* WORK REQUIRED:
Repeat precisely, and only, the lines between the line containing "Would you be able to point out the blue latex" and the end of the listing below, both ends included.

* STORED RECORDS:
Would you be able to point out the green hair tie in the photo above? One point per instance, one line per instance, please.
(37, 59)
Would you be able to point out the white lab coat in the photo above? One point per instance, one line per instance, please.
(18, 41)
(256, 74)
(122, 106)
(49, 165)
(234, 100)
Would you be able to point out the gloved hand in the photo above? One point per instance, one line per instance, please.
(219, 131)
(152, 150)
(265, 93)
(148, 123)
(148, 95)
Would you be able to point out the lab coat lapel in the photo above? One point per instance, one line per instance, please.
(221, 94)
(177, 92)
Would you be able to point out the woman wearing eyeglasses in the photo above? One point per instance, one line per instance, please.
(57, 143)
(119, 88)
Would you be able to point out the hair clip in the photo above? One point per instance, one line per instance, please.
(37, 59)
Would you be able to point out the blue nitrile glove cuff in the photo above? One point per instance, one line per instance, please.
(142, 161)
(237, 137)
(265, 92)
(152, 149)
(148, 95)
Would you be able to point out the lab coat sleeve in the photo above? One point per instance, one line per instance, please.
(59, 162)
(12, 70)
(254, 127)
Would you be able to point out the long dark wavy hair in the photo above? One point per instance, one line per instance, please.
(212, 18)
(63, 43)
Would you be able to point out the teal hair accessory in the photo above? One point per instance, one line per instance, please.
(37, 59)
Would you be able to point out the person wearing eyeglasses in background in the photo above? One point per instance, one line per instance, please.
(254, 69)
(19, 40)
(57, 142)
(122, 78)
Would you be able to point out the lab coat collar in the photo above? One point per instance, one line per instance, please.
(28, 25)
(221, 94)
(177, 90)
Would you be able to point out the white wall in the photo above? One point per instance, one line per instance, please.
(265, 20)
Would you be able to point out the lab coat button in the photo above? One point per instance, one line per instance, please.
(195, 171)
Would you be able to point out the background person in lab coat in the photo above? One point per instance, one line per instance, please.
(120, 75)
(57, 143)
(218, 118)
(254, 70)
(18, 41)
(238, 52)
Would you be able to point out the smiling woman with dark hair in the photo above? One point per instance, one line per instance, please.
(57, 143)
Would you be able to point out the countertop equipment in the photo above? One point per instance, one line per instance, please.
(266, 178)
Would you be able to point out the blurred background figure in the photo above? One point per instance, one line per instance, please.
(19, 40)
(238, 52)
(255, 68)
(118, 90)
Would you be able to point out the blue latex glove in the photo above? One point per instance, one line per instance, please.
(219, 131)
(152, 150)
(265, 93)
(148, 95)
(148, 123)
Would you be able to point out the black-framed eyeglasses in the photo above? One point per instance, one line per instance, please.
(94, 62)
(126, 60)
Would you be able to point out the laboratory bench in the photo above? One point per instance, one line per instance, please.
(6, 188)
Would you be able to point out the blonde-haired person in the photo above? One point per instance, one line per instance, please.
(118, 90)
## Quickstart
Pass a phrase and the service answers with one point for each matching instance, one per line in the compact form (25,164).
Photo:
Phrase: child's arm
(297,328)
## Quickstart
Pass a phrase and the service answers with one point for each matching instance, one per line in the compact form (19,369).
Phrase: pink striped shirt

* COMPLETE OUTPUT:
Would you be able to point out the blue latex glove in the photo above? One point per instance, one line per instance, please.
(219, 131)
(152, 150)
(265, 93)
(148, 95)
(148, 123)
Would you be able to point out the black-framed eyeglasses in the photo above? One point per instance, one line per instance, please.
(94, 62)
(126, 60)
Would you be able to point out the laboratory bench in the photo above? One point per instance, one line per instance, please.
(6, 188)
Would you be able to point out the blonde-haired person in the photo above? One point per instance, one line per instance, please.
(118, 90)
## Quickstart
Pass a phrase and the service answers with one point for each matching instance, one per line in the compact form (25,164).
Photo:
Phrase: child's arm
(297,328)
## Quickstart
Pass a phrase and the service answers with one point for each matching instance, one per line in the compact form (19,369).
Phrase: pink striped shirt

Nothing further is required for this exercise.